▶ _DOCUMENT SEGMENT_
Vector DB

The Vector Database (Vector DB) feature provides semantic search capabilities across your organization's knowledge base. It enables AI agents and chat to retrieve relevant information from documents, enhancing their responses with contextual knowledge.

Overview

Vector DB allows you to:

Index text documents and attachments for semantic search
Define search scopes with custom parameters and filters
Integrate knowledge retrieval into AI agents and chat systems
Tag and organize documents for structured retrieval
Control search behavior with advanced preprocessing and postprocessing options

The system uses vector embeddings to understand document meaning, enabling searches based on conceptual similarity rather than just keyword matching.

VectorDB Settings

Global configuration for the Vector Database system.

Configuration Fields

Field	Description
Enabled	Master toggle to activate Vector DB functionality system-wide
Include Help Article	When enabled, automatically indexes Help Articles into the knowledge base
Status	System field showing the current build status (Built successfully/Updating)

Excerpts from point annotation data
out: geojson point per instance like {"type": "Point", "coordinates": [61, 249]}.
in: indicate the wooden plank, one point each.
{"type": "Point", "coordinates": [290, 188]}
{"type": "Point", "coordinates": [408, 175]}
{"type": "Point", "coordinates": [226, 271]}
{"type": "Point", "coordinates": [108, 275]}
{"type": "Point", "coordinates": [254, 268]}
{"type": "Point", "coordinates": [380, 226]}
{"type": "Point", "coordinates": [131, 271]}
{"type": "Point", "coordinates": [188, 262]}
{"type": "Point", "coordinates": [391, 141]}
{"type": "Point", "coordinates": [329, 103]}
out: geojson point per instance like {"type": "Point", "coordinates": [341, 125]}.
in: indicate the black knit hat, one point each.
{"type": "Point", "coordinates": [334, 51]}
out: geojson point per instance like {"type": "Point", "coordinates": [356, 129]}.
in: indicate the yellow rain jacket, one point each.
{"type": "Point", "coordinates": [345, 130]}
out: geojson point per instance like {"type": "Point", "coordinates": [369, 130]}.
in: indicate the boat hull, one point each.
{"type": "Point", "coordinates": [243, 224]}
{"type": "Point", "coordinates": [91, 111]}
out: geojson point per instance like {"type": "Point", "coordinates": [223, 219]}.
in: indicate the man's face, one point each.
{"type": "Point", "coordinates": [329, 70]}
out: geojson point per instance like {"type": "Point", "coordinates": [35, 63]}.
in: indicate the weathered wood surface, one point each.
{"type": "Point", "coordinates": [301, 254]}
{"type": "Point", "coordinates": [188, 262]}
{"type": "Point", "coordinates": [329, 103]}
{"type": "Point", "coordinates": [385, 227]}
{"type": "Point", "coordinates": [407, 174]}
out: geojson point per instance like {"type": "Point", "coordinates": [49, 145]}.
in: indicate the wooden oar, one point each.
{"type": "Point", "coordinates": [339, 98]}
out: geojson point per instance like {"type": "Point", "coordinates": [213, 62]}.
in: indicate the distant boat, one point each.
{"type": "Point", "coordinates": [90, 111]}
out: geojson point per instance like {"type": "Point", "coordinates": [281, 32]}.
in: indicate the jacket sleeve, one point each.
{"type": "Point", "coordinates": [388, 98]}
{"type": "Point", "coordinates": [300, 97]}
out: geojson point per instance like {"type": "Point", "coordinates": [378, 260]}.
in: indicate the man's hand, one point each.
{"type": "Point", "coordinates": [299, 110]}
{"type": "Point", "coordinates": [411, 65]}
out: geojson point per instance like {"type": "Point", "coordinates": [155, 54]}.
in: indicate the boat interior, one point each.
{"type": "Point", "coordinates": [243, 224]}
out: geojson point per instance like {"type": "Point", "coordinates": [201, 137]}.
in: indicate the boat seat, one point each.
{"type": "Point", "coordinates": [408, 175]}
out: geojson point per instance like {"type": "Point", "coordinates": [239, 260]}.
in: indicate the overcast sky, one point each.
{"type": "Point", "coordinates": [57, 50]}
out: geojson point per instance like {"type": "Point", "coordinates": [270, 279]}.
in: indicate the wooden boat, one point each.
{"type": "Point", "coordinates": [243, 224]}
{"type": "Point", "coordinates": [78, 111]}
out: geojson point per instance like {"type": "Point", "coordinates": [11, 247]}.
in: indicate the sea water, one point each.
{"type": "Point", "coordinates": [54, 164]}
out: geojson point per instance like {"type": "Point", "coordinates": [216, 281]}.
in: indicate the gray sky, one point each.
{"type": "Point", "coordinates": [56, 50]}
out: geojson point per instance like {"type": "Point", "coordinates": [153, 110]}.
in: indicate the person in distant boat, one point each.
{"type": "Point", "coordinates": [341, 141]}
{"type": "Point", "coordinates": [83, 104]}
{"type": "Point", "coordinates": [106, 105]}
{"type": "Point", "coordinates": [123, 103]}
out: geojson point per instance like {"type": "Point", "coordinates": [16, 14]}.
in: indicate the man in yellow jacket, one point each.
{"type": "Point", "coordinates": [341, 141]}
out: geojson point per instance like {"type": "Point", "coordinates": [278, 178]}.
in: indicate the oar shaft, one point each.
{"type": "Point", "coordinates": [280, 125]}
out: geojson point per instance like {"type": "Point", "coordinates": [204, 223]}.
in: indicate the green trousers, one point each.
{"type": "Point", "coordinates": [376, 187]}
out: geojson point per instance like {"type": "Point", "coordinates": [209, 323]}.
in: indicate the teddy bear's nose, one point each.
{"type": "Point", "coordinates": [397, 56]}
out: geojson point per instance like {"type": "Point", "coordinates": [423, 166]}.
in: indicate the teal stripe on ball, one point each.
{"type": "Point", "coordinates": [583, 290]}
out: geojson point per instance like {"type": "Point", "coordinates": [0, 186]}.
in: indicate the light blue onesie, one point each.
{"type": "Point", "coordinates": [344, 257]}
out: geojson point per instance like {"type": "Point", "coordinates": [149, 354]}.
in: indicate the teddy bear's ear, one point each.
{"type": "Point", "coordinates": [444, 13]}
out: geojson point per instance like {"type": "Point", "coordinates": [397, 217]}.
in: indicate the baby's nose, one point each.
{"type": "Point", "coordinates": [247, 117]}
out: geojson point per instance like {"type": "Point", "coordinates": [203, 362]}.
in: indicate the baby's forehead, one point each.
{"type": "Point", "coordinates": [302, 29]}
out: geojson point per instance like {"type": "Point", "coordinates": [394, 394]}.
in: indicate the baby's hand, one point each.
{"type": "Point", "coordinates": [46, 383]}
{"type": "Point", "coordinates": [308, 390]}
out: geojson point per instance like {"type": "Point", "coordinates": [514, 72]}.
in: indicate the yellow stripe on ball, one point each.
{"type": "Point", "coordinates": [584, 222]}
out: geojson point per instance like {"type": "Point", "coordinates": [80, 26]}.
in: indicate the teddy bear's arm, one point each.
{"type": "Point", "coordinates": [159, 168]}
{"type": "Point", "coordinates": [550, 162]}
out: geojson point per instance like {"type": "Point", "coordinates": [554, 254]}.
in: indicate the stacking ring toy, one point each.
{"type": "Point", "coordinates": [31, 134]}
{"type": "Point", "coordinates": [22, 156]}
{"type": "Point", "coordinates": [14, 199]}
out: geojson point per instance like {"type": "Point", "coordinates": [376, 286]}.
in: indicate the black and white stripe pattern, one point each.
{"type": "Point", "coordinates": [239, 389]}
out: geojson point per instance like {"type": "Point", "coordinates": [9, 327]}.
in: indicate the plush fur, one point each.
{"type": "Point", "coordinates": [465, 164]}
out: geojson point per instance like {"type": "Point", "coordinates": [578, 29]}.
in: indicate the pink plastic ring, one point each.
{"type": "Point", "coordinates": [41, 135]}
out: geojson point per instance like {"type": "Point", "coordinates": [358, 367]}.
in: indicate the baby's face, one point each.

▶ _TO-DO LIST_
(a) Please retype the Vector DB documentation from "Index text documents" to "just keyword matching.".
(b) According to the Vector DB documentation, what happens when the Include Help Article setting is enabled?
(c) Summarize the Vector DB documentation in two sentences.

▶ _RESULTS OF THE EXERCISE_
(a)
Index text documents and attachments for semantic search
Define search scopes with custom parameters and filters
Integrate knowledge retrieval into AI agents and chat systems
Tag and organize documents for structured retrieval
Control search behavior with advanced preprocessing and postprocessing options

The system uses vector embeddings to understand document meaning, enabling searches based on conceptual similarity rather than just keyword matching.

(b) Help Articles are automatically indexed into the knowledge base.

(c) Vector DB provides semantic search across an organization's knowledge base, using vector embeddings to find documents by conceptual similarity so that AI agents and chat can retrieve relevant information. Its global settings include a master toggle for the feature, an option to automatically index Help Articles, and a status field that shows the current build status.